Tuesday, August 31, 2010

im back

i guess im back here blogging after soo long.. and soo many shits happening.. haish.. how i fucking hate my life now.


ferstly.. i just got baq hm.. when to iftar wif familie and when to angsana shopping. den go mkn den whole familie go lepak at ili hz watching wujud4, pusaka, kecoh btol and cinta fitri =.= haha..
initialy wanted to buy a baju kurung for raye. same kolor as sayang's.. but suddenly b4 i got out i went to fb and my heart just shatters into pieces.. issit too much for me to ask for us to be back together like how we use to? for u to stop contacting other guys(damn it hurts):(? to times when we were happy wif each other. being sttrong against all odd.. not contacting to anyone apart from each other..

Exercise directions:
In the blog post, what did the writer initially want to buy?

Excerpted records:
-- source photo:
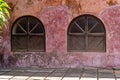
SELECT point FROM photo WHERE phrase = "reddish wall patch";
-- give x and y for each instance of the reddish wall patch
(56, 20)
(111, 18)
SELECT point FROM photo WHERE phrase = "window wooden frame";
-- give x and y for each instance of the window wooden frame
(86, 33)
(27, 34)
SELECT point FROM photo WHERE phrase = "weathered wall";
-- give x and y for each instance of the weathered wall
(56, 16)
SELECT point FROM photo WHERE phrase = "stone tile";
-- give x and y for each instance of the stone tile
(5, 76)
(5, 70)
(55, 76)
(70, 78)
(39, 76)
(2, 72)
(23, 73)
(117, 73)
(105, 74)
(61, 70)
(90, 74)
(4, 79)
(117, 78)
(20, 78)
(72, 74)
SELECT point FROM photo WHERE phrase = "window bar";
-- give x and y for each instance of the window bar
(79, 26)
(34, 27)
(28, 24)
(93, 26)
(86, 34)
(21, 27)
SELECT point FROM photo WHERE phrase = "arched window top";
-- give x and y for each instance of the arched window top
(86, 33)
(27, 24)
(88, 23)
(28, 34)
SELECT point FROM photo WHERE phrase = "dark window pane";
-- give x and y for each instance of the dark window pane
(32, 23)
(38, 29)
(96, 44)
(91, 37)
(19, 43)
(91, 22)
(76, 43)
(23, 23)
(81, 22)
(75, 29)
(22, 40)
(36, 43)
(98, 29)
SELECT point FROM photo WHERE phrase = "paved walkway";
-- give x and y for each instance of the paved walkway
(59, 74)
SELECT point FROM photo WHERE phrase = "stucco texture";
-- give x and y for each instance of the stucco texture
(56, 16)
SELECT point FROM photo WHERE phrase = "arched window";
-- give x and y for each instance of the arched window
(28, 34)
(86, 33)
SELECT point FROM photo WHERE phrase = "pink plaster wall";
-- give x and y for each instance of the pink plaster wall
(56, 16)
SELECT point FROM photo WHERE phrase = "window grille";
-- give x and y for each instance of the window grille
(28, 34)
(86, 33)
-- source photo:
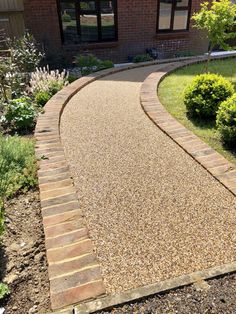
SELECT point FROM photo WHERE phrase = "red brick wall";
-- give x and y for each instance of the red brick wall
(136, 31)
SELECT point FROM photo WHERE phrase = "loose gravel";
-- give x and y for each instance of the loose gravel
(152, 211)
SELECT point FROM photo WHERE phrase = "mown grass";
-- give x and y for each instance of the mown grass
(171, 91)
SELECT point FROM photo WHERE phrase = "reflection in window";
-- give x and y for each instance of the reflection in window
(88, 21)
(173, 15)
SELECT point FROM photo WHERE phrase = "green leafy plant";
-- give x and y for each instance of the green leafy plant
(4, 290)
(226, 120)
(203, 97)
(25, 53)
(89, 64)
(17, 165)
(20, 113)
(218, 20)
(142, 58)
(41, 98)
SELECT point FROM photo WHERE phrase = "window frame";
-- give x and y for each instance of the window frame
(174, 8)
(97, 12)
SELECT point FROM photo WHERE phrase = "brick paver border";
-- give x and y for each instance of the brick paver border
(219, 167)
(74, 272)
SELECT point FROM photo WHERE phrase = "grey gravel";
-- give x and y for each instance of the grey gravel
(219, 299)
(152, 211)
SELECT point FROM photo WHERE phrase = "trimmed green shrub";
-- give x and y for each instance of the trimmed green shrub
(203, 97)
(142, 58)
(226, 120)
(41, 98)
(20, 113)
(4, 290)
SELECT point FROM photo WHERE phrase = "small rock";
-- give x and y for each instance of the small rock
(11, 278)
(33, 309)
(201, 285)
(39, 257)
(14, 247)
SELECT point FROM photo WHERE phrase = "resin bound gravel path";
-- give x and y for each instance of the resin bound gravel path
(152, 211)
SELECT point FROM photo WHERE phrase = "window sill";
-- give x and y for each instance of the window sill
(172, 35)
(95, 45)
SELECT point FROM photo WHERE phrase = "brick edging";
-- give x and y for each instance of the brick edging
(219, 167)
(74, 272)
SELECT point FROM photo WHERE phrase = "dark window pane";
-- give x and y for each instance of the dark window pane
(182, 3)
(69, 25)
(165, 14)
(89, 27)
(180, 20)
(107, 19)
(87, 5)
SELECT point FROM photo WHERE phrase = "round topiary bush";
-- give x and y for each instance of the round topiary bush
(203, 97)
(226, 120)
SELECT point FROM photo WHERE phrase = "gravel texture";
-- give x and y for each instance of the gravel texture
(152, 211)
(217, 298)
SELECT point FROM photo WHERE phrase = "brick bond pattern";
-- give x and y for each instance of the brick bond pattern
(74, 272)
(136, 31)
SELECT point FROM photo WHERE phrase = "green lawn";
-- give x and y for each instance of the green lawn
(170, 93)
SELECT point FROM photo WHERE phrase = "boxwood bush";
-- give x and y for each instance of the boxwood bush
(203, 97)
(226, 120)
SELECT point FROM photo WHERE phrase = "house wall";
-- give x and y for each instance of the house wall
(136, 31)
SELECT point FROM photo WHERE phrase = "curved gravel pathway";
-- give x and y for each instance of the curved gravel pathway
(152, 211)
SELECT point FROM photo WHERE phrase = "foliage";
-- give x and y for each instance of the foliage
(41, 98)
(226, 120)
(66, 18)
(44, 80)
(203, 97)
(171, 91)
(142, 58)
(24, 53)
(12, 82)
(90, 63)
(20, 113)
(17, 165)
(4, 290)
(218, 21)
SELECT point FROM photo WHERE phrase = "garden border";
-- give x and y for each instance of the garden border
(218, 166)
(74, 272)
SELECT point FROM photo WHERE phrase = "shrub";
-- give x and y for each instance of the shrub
(226, 120)
(24, 52)
(20, 113)
(44, 80)
(41, 98)
(89, 64)
(142, 58)
(203, 97)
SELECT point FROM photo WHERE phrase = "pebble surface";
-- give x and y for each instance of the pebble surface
(152, 211)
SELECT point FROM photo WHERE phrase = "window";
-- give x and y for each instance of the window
(173, 15)
(88, 21)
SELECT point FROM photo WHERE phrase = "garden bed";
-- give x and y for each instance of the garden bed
(22, 257)
(171, 92)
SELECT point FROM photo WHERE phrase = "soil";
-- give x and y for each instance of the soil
(22, 257)
(217, 296)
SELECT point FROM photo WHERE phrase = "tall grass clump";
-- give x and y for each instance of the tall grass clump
(17, 167)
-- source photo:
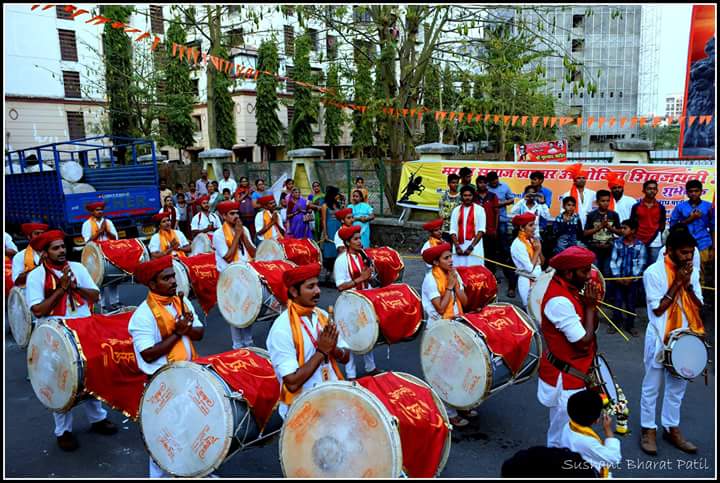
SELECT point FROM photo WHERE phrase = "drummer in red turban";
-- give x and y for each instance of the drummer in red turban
(569, 322)
(164, 326)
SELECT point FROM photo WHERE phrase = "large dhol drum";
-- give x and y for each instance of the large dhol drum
(70, 360)
(247, 292)
(19, 316)
(470, 358)
(190, 412)
(375, 427)
(539, 287)
(113, 261)
(390, 314)
(300, 252)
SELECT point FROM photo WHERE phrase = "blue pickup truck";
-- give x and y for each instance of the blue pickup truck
(36, 191)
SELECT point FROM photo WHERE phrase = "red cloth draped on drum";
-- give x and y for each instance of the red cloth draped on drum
(252, 375)
(271, 273)
(111, 371)
(505, 333)
(202, 270)
(300, 251)
(399, 310)
(423, 431)
(388, 264)
(124, 254)
(480, 286)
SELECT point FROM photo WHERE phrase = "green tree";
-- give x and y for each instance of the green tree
(306, 107)
(268, 124)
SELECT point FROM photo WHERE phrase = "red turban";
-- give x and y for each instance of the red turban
(524, 219)
(40, 243)
(95, 205)
(28, 228)
(433, 253)
(227, 206)
(572, 258)
(298, 274)
(346, 232)
(144, 272)
(341, 214)
(433, 225)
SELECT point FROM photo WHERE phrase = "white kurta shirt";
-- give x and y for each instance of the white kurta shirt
(145, 333)
(284, 356)
(87, 229)
(35, 288)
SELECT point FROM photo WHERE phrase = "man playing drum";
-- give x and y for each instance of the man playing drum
(167, 241)
(64, 289)
(353, 271)
(304, 348)
(233, 244)
(25, 261)
(569, 323)
(204, 221)
(164, 325)
(674, 299)
(97, 228)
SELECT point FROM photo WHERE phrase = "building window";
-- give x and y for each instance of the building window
(71, 81)
(68, 45)
(156, 20)
(76, 125)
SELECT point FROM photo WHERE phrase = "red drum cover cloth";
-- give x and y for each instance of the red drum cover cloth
(423, 431)
(505, 332)
(480, 286)
(124, 254)
(271, 273)
(202, 270)
(252, 375)
(398, 308)
(388, 264)
(300, 251)
(111, 371)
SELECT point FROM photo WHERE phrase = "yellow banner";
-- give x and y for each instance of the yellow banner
(423, 182)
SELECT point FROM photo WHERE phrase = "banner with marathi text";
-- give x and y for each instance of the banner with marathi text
(423, 182)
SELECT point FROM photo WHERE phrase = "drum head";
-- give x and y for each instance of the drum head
(94, 260)
(53, 361)
(270, 250)
(186, 419)
(240, 295)
(456, 363)
(356, 318)
(689, 355)
(182, 278)
(339, 430)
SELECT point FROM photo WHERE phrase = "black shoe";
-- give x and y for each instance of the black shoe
(105, 427)
(67, 442)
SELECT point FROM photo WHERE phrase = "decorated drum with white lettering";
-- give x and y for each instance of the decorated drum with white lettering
(470, 358)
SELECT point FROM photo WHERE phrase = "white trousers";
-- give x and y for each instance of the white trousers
(241, 337)
(93, 409)
(672, 397)
(369, 360)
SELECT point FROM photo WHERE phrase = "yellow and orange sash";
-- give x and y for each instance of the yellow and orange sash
(295, 311)
(692, 311)
(166, 324)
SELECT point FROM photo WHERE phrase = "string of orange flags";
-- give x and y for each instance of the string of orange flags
(197, 57)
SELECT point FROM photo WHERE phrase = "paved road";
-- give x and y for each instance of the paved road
(509, 421)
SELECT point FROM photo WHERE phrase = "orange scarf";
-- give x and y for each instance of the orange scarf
(466, 231)
(588, 431)
(166, 324)
(692, 311)
(166, 239)
(295, 312)
(441, 278)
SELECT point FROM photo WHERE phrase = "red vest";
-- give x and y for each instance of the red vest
(557, 343)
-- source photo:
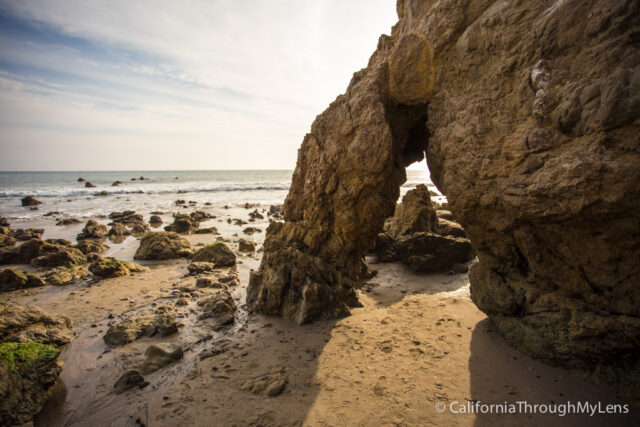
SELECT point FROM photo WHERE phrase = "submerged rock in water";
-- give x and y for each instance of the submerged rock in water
(19, 323)
(131, 378)
(6, 241)
(162, 323)
(217, 253)
(65, 275)
(30, 201)
(27, 373)
(89, 246)
(93, 230)
(270, 384)
(110, 267)
(183, 224)
(41, 254)
(11, 279)
(219, 307)
(246, 246)
(67, 221)
(163, 245)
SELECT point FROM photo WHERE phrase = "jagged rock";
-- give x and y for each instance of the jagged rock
(6, 241)
(256, 215)
(217, 253)
(183, 224)
(118, 230)
(220, 307)
(109, 267)
(65, 275)
(67, 221)
(27, 373)
(271, 384)
(196, 268)
(275, 211)
(157, 357)
(416, 213)
(251, 230)
(11, 279)
(89, 246)
(534, 144)
(61, 242)
(30, 201)
(209, 230)
(200, 216)
(449, 228)
(27, 234)
(19, 323)
(93, 230)
(131, 378)
(246, 246)
(162, 323)
(60, 255)
(163, 245)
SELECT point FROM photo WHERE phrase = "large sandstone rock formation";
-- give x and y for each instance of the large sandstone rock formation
(528, 112)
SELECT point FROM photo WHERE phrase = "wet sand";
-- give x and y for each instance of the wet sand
(417, 340)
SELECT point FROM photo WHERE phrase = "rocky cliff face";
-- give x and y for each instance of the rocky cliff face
(529, 115)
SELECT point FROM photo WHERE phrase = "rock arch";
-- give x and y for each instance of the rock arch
(529, 113)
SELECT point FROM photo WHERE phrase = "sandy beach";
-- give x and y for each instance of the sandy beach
(417, 340)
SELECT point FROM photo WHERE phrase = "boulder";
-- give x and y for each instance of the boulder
(157, 357)
(109, 267)
(246, 246)
(217, 253)
(11, 279)
(6, 241)
(30, 201)
(19, 323)
(88, 246)
(161, 245)
(270, 384)
(93, 230)
(183, 224)
(41, 254)
(64, 275)
(251, 230)
(196, 268)
(131, 378)
(27, 234)
(415, 214)
(27, 373)
(118, 230)
(67, 221)
(220, 307)
(162, 323)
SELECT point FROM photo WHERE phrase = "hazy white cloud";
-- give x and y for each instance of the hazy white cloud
(174, 85)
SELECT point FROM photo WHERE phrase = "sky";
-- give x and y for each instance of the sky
(174, 85)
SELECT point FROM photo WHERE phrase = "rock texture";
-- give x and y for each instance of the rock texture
(528, 113)
(11, 279)
(420, 239)
(163, 245)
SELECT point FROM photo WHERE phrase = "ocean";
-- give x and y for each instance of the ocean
(61, 192)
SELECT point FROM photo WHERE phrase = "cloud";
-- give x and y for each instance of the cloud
(229, 84)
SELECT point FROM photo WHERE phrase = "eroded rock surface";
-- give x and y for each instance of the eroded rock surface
(163, 245)
(528, 112)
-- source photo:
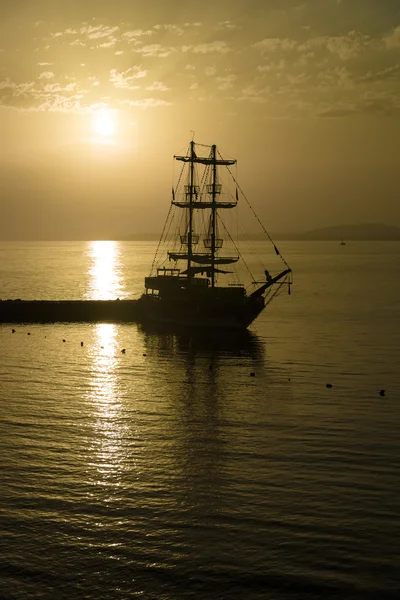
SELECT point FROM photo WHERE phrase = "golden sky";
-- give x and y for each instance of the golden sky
(96, 97)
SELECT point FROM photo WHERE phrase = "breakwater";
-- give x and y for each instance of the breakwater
(52, 311)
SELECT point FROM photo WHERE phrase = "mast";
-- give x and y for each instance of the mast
(213, 212)
(190, 232)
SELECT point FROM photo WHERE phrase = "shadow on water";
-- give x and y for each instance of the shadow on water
(203, 342)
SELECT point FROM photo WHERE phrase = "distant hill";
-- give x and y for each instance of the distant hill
(360, 232)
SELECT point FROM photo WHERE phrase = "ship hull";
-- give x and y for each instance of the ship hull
(191, 312)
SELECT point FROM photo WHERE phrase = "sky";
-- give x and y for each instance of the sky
(96, 97)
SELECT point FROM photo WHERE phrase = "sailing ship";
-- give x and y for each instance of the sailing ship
(188, 284)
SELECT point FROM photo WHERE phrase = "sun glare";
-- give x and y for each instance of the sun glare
(103, 122)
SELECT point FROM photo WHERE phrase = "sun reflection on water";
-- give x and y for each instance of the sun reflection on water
(106, 461)
(106, 279)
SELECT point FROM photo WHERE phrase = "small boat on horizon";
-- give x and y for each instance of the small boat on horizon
(193, 281)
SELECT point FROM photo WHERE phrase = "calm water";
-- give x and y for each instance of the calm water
(168, 472)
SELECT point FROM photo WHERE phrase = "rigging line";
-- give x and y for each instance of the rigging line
(182, 170)
(256, 216)
(161, 237)
(236, 248)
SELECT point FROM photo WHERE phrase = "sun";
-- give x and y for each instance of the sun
(103, 122)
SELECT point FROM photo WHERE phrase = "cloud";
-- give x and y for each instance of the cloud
(171, 28)
(156, 50)
(158, 86)
(124, 79)
(220, 47)
(146, 102)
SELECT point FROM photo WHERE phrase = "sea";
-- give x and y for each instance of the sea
(161, 465)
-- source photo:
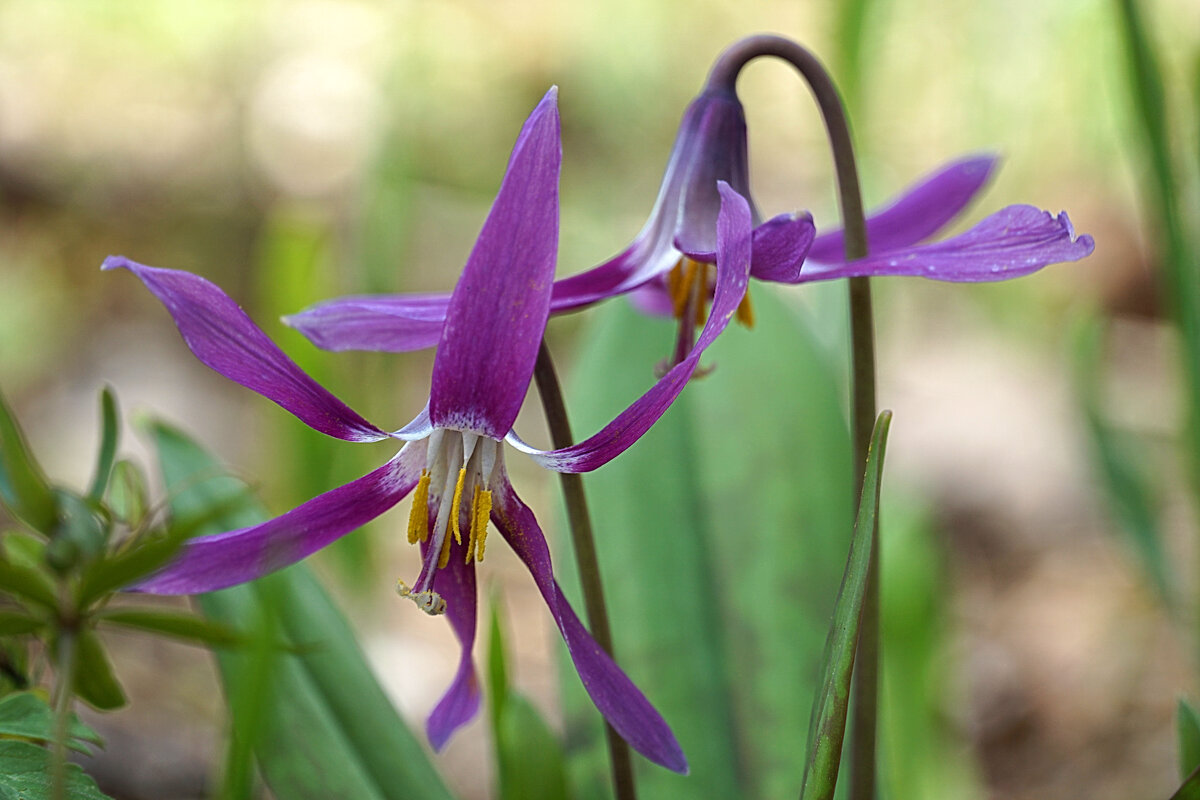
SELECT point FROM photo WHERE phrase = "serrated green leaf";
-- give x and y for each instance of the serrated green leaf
(25, 775)
(23, 487)
(94, 681)
(1187, 726)
(29, 716)
(654, 543)
(16, 623)
(827, 728)
(109, 434)
(179, 625)
(329, 729)
(529, 757)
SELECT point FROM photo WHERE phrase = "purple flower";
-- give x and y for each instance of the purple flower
(669, 264)
(453, 461)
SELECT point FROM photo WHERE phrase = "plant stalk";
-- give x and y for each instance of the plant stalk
(862, 337)
(580, 521)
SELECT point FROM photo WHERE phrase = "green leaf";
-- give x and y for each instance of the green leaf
(109, 434)
(1187, 725)
(127, 495)
(827, 728)
(17, 623)
(25, 775)
(23, 487)
(529, 757)
(179, 625)
(654, 545)
(29, 716)
(328, 728)
(1120, 463)
(94, 680)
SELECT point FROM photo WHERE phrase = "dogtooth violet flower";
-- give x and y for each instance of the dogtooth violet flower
(669, 265)
(453, 459)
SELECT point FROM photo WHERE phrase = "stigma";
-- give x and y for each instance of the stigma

Task solution:
A baju kurung for raye, the same color as sayang's.